■ **対象文章**:
▽

図11では、電極(1120)の遠位部分は、左心房腔(1100)の肺静脈(1102)の1つの口または2つ以上の口を囲繞し得るループを形成する。他の実施形態では、電極(1120)の遠位部分は、直径が肺静脈(1102)の口とほぼ同じであってもよい。
【0269】
バルーン(1112)および電極(1120)は、互いに電気的に絶縁されていてもよい。例えば、バルーン(1112)および電極(1120)は、各々、それぞれ絶縁導線(1114、1122)を含んでもよく、各導線(1114、1122)は、絶縁破壊することなく、その厚さ全体で少なくとも700Vの電位差を維持するのに十分な電気絶縁性を有する。他の実施形態では、導線の各々の絶縁は、絶縁破壊することなく、その間の厚さ全体で、間のすべての値および部分範囲を含めて約200V~約2000Vの電位差を維持してもよい。電極(1120)の導線(1122)は、バルーン(1112)を通じて絶縁されてもよい。いくつかの実施形態では、バルーン(1112)中の生理食塩水と電極(1120)とは、アノード-カソード対を形成してもよい。例えば、バルーン(1112)はカソードとして構成されてもよく、電極(1120)はアノードとして構成されてもよい。デバイス(1110)は、肺静脈(1102)の口に送達されるパルス波形を受信してもよい。例えば、二相性波形が、組織をアブレーションするために適用されてもよい。パルス波形は強い電界を電極(1120)の周囲に創出し、電流が容量結合を介してバルーン(1112)に印加されて、回路を完成させる。いくつかの実施形態では、電極(1120)はハイゲージのワイヤを含んでもよく、バルーン(1112)はワイヤメッシュを含んでもよい。
【0270】
別の実施形態では、電極(1120)は、バルーン(1112)および/または中隔(1106)を通って前進することなく、肺静脈(1102)を通って前進して、肺静脈口のうちの1つ以上に配設されてもよい。バルーン(1112)および電極(1120)は、カソード-アノード対として構成され、上で考察された様式と同じようにパルス波形を受信してもよい。
【0271】
リターン電極
本明細書に記載されるアブレーションシステムのいくつかの実施形態は、健康な組織への意図されない損傷のリスクを低減するために、患者に結合したリターン電極またはリターン電極の分布したセットをさらに含んでもよい。

△

■ **分析用データ**:
▽

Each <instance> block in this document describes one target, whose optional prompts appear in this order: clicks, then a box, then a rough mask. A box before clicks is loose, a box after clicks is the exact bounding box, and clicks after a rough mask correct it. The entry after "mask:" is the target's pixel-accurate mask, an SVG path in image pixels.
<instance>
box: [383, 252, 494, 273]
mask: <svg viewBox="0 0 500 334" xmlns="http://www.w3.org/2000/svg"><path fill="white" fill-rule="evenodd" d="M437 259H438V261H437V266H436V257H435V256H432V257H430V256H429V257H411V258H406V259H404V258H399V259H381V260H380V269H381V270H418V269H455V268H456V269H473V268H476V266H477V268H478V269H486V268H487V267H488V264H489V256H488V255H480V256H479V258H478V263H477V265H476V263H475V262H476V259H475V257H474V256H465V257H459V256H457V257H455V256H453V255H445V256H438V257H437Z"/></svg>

△
▽

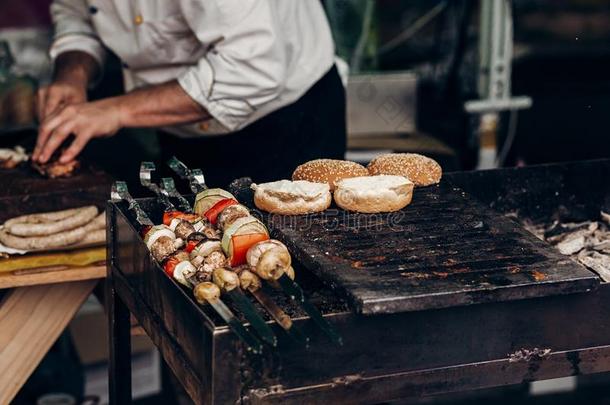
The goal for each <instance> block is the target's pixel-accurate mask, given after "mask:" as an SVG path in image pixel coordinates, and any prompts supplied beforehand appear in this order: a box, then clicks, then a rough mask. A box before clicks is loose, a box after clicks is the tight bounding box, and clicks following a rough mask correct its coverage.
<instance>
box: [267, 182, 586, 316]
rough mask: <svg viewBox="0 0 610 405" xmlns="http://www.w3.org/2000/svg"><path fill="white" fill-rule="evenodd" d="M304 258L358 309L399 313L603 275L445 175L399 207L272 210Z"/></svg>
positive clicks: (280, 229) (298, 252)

△

■ **作業内容 1**:
アブレーションに関する文章のうち、「図11では、電極(1120)」から始まり「イヤメッシュを含んでもよい。」で終わる部分を、「バルーン」を「拡張部材」に置き換えて書き直しなさい。
■ **作業内容 2**:
アブレーションに関する文章で、バルーン(1112)はカソードとアノードのどちらとして構成される例が示されているか。
■ **作業内容 3**:
アブレーションに関する文章の「バルーン(1112)および電極(1120)は、互いに電気的に絶縁されていてもよい。」という一文を英語に訳しなさい。

■ **課題の解答 1**:
図11では、電極(1120)の遠位部分は、左心房腔(1100)の肺静脈(1102)の1つの口または2つ以上の口を囲繞し得るループを形成する。他の実施形態では、電極(1120)の遠位部分は、直径が肺静脈(1102)の口とほぼ同じであってもよい。
【0269】
拡張部材(1112)および電極(1120)は、互いに電気的に絶縁されていてもよい。例えば、拡張部材(1112)および電極(1120)は、各々、それぞれ絶縁導線(1114、1122)を含んでもよく、各導線(1114、1122)は、絶縁破壊することなく、その厚さ全体で少なくとも700Vの電位差を維持するのに十分な電気絶縁性を有する。他の実施形態では、導線の各々の絶縁は、絶縁破壊することなく、その間の厚さ全体で、間のすべての値および部分範囲を含めて約200V~約2000Vの電位差を維持してもよい。電極(1120)の導線(1122)は、拡張部材(1112)を通じて絶縁されてもよい。いくつかの実施形態では、拡張部材(1112)中の生理食塩水と電極(1120)とは、アノード-カソード対を形成してもよい。例えば、拡張部材(1112)はカソードとして構成されてもよく、電極(1120)はアノードとして構成されてもよい。デバイス(1110)は、肺静脈(1102)の口に送達されるパルス波形を受信してもよい。例えば、二相性波形が、組織をアブレーションするために適用されてもよい。パルス波形は強い電界を電極(1120)の周囲に創出し、電流が容量結合を介して拡張部材(1112)に印加されて、回路を完成させる。いくつかの実施形態では、電極(1120)はハイゲージのワイヤを含んでもよく、拡張部材(1112)はワイヤメッシュを含んでもよい。

■ **課題の解答 2**:
カソード

■ **課題の解答 3**:
The balloon (1112) and the electrode (1120) may be electrically insulated from each other.